### SUPPLIED DATA:

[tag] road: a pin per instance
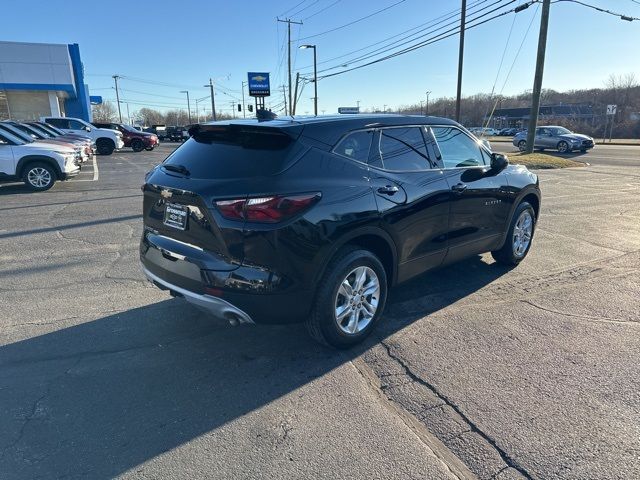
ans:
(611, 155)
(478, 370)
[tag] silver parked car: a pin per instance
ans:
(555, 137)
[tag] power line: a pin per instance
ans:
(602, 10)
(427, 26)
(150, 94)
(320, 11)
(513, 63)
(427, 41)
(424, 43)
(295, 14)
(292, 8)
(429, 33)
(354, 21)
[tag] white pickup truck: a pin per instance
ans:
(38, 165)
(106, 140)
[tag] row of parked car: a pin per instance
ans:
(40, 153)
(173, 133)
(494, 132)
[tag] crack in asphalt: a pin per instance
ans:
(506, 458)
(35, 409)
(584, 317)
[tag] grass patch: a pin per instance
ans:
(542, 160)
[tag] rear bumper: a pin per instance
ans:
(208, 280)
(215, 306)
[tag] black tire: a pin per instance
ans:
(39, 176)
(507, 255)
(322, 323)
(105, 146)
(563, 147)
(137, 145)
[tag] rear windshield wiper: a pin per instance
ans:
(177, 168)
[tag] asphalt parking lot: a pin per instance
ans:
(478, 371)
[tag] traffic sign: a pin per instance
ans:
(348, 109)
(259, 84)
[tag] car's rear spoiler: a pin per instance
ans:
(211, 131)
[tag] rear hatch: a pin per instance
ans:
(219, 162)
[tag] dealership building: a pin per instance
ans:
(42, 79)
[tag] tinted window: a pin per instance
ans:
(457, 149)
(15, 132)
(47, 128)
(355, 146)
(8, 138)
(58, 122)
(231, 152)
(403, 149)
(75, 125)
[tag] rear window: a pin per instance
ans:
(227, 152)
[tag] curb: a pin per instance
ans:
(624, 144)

==

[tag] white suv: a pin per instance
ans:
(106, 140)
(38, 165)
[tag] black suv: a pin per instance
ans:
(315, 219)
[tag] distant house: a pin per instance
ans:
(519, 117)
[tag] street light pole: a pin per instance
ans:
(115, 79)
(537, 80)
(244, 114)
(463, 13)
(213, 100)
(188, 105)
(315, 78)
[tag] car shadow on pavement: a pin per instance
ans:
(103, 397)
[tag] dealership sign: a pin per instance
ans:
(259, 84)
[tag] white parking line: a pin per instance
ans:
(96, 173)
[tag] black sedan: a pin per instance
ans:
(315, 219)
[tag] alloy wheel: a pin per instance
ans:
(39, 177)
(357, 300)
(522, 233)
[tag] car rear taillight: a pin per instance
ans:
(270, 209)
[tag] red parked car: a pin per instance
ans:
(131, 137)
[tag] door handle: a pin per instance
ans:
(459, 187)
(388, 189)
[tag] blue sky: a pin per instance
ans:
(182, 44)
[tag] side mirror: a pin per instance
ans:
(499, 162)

### DIRECTIVE:
Select every line of the data above that contains the string "parking". Case counts.

### WRITTEN SOLUTION:
[tag] asphalt parking lot: a pin per instance
[tag] white parking line: a pin per instance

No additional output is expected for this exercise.